Dataset:
□ □ □ □ □

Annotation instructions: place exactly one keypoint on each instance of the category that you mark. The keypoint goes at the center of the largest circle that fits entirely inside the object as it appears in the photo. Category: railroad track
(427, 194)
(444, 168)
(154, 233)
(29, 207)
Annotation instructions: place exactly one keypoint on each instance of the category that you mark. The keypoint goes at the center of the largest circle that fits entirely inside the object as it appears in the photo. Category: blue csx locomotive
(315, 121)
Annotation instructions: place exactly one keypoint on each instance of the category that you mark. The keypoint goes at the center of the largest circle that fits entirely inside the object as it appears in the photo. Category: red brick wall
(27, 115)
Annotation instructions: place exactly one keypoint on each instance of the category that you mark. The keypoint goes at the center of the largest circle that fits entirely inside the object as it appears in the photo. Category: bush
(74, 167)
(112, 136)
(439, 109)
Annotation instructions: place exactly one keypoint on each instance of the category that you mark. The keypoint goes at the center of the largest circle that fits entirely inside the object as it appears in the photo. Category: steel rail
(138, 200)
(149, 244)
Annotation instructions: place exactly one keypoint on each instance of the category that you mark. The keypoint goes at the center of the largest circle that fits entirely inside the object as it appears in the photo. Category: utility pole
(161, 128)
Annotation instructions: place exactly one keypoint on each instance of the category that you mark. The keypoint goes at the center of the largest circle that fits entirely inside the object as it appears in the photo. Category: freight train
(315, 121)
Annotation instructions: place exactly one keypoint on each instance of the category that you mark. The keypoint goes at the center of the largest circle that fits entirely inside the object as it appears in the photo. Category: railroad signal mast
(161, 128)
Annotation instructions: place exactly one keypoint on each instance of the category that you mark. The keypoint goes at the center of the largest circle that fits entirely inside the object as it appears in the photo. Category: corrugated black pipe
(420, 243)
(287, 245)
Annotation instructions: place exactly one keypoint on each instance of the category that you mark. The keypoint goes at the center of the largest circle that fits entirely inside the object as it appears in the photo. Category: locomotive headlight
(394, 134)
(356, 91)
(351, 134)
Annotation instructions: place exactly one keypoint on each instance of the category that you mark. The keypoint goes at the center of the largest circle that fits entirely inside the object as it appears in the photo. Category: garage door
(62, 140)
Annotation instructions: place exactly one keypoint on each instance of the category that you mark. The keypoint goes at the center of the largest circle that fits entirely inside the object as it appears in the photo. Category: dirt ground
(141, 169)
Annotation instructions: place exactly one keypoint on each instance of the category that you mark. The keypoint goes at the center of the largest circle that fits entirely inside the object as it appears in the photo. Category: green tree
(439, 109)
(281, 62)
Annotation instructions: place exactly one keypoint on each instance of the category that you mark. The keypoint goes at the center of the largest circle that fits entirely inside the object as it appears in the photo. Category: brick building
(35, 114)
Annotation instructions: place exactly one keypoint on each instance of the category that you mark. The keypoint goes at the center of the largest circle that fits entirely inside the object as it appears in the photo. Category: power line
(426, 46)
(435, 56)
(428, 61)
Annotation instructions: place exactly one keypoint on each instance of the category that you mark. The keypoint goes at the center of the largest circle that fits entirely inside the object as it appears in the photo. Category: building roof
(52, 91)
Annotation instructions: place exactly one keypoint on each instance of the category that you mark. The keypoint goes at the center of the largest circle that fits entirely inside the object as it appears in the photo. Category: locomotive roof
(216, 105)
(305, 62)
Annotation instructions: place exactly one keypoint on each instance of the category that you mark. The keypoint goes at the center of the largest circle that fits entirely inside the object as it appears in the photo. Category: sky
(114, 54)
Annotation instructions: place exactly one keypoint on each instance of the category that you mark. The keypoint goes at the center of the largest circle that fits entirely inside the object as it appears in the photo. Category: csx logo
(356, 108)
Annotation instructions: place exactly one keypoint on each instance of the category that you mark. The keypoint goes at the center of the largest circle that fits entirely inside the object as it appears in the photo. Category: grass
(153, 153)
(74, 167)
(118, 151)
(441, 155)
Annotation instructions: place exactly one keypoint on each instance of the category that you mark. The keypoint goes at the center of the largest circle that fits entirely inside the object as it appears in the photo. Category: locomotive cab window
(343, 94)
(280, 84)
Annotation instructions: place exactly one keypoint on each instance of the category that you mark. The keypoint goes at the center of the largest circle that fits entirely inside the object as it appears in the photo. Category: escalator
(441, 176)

□ □ □ □ □

Given instruction:
Your task is to transcribe the line containing "locomotive cab window" and every line after it, through the last line of the data, exactly as written and with nothing more.

Full output:
Annotation instructions: place exactly one keypoint on each instance of the category that you mark. The keypoint goes at the center of the largest circle that fits entirely inside the object as it appears in the photo. Category: locomotive cab window
(343, 94)
(280, 84)
Annotation instructions: place exactly one keypoint on each instance of the category that you mark. The keypoint goes at the center of the largest circle that fits entirely inside the object as it appears in the photo. Category: escalator
(441, 176)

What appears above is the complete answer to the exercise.